(EXERCISE INSTRUCTIONS) Reproduce the passage below about coworking offices word for word, starting at "Coworking spaces have" and ending at "like iQ Offices.".

(PASSAGE TO READ)
══════
According to a Gallup study, companies in the top quartile of employee engagement experience 21% higher profitability than those in the bottom quartile. This statistic paints a vivid picture: engaged employees are not just satisfied employees—they are a direct line to improved financial outcomes.
Activated and Engaging Spaces
Business owners are starting to understand that a plain, old, uninspiring office just won’t cut it. Due to the newfound ability to perform work remotely, expectations for being called to location have soared. Employees now expect a return on the time invested in the commute.
Coworking spaces have benefited tremendously from this shift in mindset, says Willmott. More companies – including large, international corporations – are outsourcing the office experience to co-working spaces like iQ Offices.
With amenities like outdoor terraces, lounge areas, top-quality technology, friendly staff, and more, iQ Offices offer an activated and engaging environment – one that’s indeed worth the commute (even in Toronto traffic). “What we offer is difficult for companies to replicate on their own in under 10,000 square feet,” says Willmott. “We have to earn the commute of every single person that comes to IQ every single day. And, if we don’t, that’s a fail.”
Willmott says this curated experience is one that’s constantly evolving. “Some business owners think they can replicate what we’ve spent 12 years perfecting,” says Willmott. “It’s really hard to forecast and say, ‘I have this many employees and am going to take on this lease for say five years.’ Often, it doesn’t work out or isn’t used in the way you think it will be used. What if it’s too crowded? What if it’s not crowded enough?.”
With coworking spaces, however, you can make micro adjustments as you go along, something you don’t get in a traditional office. Willmott also points to hidden costs often not considered when leasing traditional offices.
══════
(INFORMATION)

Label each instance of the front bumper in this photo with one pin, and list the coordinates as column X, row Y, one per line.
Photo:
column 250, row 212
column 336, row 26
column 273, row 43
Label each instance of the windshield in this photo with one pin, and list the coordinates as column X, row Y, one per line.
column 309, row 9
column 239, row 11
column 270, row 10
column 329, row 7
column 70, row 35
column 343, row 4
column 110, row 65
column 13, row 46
══════
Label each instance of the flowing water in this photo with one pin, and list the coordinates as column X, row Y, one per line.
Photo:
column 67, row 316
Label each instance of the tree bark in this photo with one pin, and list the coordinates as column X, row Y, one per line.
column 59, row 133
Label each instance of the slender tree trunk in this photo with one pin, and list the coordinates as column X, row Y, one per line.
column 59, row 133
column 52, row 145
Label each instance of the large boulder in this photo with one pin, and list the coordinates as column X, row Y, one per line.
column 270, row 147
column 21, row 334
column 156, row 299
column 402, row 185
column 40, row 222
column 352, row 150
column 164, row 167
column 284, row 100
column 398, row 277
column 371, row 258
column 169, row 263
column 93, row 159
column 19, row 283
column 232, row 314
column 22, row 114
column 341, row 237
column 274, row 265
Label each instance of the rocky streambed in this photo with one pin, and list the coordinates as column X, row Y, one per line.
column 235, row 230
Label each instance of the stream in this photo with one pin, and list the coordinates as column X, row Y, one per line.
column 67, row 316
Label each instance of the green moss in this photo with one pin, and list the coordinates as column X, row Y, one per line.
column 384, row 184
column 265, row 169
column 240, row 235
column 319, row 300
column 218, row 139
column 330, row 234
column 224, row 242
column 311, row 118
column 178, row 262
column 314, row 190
══════
(ANSWER TO THIS TASK)
Coworking spaces have benefited tremendously from this shift in mindset, says Willmott. More companies – including large, international corporations – are outsourcing the office experience to co-working spaces like iQ Offices.